Exercise task: Find "the wood grain" in the data below; transcribe the line it appears on and each line after it, exactly, to the end, and nothing else.

Supplied records:
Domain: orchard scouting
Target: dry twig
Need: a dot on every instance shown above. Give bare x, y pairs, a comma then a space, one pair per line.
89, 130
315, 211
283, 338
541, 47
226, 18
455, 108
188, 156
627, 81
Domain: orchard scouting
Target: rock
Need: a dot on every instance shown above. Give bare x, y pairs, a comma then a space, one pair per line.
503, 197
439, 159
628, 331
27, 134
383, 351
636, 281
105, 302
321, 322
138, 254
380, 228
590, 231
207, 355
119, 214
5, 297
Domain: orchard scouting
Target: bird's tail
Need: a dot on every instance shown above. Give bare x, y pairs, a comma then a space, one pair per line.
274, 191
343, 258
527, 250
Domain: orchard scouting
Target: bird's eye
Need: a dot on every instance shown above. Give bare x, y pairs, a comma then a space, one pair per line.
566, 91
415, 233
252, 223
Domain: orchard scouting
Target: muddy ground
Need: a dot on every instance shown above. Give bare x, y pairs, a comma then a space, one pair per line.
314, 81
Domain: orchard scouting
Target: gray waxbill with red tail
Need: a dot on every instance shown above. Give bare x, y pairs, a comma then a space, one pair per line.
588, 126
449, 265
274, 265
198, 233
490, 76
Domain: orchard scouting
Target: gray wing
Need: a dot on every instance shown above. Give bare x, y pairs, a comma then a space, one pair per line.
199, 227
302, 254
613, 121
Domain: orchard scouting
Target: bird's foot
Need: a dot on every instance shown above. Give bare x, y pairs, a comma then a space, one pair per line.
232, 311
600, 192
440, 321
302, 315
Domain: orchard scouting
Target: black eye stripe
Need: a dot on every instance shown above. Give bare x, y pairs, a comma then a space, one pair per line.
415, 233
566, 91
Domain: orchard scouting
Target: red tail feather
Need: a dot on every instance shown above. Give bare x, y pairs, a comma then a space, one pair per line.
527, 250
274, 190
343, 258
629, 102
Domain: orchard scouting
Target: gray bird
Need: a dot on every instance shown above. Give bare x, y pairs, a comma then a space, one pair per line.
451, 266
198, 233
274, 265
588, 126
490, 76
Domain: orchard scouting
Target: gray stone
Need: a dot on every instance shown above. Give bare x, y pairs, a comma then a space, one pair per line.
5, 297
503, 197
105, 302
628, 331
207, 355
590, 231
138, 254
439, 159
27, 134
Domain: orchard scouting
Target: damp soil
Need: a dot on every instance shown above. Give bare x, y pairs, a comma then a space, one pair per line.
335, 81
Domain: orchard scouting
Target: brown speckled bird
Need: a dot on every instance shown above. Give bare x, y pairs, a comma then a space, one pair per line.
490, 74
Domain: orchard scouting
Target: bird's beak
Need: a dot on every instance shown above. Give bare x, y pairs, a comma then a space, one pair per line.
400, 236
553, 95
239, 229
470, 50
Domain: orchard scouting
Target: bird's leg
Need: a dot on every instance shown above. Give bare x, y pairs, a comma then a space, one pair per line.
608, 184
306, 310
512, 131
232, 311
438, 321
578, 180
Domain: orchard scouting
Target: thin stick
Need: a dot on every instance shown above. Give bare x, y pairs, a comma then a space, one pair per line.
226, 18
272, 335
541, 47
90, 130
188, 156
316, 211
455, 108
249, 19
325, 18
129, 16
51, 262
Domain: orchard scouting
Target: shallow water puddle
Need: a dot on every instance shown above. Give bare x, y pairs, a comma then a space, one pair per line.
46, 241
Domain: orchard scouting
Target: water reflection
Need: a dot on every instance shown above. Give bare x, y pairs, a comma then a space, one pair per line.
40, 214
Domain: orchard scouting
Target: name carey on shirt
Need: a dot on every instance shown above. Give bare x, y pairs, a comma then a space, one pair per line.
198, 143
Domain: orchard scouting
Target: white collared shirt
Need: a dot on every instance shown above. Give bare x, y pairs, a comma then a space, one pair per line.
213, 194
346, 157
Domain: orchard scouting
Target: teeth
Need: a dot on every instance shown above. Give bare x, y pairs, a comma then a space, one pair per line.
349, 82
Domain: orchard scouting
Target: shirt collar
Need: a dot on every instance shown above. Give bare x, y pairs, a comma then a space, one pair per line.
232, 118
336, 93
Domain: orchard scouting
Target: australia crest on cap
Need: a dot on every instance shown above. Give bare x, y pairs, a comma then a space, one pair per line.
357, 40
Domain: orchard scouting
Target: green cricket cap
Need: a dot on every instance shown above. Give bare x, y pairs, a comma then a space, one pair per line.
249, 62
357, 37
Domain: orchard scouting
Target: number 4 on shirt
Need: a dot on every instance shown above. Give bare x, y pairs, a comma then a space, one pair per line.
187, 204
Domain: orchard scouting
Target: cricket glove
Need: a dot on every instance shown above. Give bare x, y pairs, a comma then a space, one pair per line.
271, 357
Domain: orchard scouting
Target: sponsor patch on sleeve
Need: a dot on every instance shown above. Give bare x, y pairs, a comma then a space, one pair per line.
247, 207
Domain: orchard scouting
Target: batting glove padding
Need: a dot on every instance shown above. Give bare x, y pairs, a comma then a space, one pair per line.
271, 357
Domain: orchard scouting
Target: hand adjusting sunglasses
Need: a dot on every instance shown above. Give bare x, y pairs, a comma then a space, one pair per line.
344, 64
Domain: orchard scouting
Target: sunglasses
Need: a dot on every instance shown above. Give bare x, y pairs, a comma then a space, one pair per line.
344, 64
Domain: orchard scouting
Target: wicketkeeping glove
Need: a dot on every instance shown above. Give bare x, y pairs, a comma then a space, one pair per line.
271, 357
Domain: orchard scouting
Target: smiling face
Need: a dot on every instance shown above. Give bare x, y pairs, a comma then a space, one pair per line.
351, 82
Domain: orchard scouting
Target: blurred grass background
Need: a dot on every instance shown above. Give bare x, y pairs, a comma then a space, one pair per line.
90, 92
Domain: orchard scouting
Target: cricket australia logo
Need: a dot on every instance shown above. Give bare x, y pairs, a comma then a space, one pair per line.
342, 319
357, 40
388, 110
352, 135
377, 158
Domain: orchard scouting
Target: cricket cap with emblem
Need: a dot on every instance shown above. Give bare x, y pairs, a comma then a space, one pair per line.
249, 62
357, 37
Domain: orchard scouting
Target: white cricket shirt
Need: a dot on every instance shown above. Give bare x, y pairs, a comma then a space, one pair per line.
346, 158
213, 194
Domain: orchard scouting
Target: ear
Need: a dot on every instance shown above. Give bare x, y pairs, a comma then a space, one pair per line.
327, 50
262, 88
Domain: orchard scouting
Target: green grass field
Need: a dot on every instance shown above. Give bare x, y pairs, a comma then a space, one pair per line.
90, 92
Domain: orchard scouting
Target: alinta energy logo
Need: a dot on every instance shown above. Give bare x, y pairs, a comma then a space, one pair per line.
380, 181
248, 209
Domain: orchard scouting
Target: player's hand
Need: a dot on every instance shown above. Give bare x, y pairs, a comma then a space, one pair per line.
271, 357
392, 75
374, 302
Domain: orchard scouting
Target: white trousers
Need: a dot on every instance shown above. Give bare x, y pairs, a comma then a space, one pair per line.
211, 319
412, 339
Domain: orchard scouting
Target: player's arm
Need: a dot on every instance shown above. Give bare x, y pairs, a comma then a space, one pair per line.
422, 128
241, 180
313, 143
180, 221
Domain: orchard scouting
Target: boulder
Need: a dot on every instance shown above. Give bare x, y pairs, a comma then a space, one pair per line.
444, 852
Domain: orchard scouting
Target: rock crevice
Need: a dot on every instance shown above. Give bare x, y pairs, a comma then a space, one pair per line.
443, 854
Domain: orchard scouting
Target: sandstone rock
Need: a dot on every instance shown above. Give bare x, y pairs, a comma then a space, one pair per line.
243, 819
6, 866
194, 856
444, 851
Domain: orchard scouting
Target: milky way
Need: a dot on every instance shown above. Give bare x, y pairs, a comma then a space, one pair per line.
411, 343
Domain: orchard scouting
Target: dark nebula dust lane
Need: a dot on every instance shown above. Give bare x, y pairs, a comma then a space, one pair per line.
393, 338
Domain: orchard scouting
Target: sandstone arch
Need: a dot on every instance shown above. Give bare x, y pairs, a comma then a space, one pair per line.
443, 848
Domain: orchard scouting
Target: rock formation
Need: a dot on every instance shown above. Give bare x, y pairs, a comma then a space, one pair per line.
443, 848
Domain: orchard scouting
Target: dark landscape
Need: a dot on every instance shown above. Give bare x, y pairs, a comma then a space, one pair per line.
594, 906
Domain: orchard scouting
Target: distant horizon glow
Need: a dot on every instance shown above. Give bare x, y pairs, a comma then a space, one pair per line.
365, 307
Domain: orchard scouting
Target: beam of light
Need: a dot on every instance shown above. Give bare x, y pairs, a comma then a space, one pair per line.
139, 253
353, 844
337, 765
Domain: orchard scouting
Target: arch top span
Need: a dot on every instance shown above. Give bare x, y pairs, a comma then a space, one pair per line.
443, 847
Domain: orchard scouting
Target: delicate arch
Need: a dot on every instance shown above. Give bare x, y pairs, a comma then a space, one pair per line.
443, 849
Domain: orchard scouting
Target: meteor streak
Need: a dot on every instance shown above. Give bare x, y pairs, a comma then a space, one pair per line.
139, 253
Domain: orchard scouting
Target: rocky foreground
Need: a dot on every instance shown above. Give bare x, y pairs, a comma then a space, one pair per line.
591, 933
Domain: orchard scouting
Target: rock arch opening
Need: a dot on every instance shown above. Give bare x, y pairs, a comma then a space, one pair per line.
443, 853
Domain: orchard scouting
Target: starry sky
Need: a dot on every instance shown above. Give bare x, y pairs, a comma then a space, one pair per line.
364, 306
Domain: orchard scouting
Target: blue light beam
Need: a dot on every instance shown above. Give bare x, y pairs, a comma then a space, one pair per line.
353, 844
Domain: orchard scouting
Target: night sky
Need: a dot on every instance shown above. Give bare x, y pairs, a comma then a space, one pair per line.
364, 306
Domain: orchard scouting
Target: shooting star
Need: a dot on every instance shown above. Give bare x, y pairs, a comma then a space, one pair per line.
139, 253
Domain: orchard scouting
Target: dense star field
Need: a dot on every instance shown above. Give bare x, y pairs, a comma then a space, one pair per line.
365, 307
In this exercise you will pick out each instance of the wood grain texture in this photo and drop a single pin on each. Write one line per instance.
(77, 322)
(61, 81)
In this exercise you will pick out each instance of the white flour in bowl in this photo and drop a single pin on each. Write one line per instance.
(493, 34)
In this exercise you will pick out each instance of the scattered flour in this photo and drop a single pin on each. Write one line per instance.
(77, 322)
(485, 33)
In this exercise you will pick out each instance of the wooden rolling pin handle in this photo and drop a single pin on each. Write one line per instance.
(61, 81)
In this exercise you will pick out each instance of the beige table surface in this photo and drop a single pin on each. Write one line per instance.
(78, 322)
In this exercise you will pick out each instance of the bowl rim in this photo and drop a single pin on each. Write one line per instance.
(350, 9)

Result:
In this exercise you will pick out each instance of the wood grain texture in this photo and drop a single pin on each. Write one line per instance.
(77, 322)
(61, 81)
In this exercise you will pick out each instance of the white flour in bowl in this photo and drop a single pin on each. Write one line per instance.
(493, 34)
In this exercise you will pick out each instance of the scattered flour in this photo and drop a single pin on each. Write one line per instance.
(77, 322)
(485, 33)
In this exercise you will pick out each instance of the wooden rolling pin handle in this photo and drop a single pin on each. Write one line per instance.
(61, 81)
In this exercise you will pick out each instance of the beige table surface in this photo and drop a single pin on each. Write one line per instance.
(78, 322)
In this exercise you will pick out each instance of the bowl rim in this photo and drop a single pin on each. Write one line per instance.
(350, 9)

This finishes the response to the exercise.